Task description: In the extract on change, what event prompted the writing of the poem quoted in the opening lines?
#### Extract provided
'All changed; changed utterly: A terrible beauty is born.'
You might recognise the lines, taken from the poem 'Easter 1916' by the Irish poet, W. B. Yeats. It was written in response to the Easter Rising in Ireland in 1916. Whilst the poem bears only a metaphorical relevance to my topic today, I find that as I grow older those two lines increasingly resonate for me; especially in a time when change seems to be occurring on a daily basis.
Change is something which our human nature tends to avoid if possible. We feel comforted by familiarity and repetition. Normality is a state of equilibrium, where everything is just as it ought to be and nothing happens to offend that sense of well-being. However, the modern world is not like that, and perhaps it is idealistic to think that life ever was. I am sure that the Romans, Tudors, Victorians, Edwardians and so forth, all saw changes happening which caused unrest. Utopia is, after all, a mythical land.
########
#### Dataset content
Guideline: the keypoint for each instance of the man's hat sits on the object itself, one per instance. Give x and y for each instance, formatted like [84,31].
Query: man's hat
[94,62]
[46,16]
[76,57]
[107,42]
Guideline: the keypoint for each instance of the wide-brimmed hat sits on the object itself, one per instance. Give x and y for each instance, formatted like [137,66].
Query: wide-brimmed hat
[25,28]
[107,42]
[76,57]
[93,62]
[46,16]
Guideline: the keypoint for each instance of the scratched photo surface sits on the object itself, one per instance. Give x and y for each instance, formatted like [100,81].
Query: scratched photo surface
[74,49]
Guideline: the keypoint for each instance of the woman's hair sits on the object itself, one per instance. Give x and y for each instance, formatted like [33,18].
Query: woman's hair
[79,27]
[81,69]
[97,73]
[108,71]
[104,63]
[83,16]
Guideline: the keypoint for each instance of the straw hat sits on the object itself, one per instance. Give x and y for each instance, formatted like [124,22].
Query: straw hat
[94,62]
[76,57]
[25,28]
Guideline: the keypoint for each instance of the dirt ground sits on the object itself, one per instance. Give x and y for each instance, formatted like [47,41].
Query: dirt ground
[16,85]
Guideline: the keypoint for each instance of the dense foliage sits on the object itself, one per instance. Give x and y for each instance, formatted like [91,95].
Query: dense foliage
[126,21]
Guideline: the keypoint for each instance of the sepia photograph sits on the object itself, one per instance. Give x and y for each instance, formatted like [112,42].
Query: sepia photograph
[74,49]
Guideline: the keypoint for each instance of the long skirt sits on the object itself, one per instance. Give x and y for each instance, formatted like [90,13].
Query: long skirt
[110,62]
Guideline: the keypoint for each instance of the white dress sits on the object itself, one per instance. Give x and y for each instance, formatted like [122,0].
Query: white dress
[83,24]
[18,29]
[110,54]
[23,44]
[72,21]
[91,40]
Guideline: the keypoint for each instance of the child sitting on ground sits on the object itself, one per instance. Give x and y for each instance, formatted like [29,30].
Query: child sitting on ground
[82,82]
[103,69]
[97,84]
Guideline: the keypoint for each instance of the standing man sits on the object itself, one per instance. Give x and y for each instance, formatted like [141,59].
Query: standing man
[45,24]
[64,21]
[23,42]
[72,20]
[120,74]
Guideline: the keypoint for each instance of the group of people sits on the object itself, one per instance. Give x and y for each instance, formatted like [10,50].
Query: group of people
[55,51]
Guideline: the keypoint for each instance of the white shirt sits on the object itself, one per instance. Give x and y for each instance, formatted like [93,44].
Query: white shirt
########
Your solution: The Easter Rising in Ireland in 1916.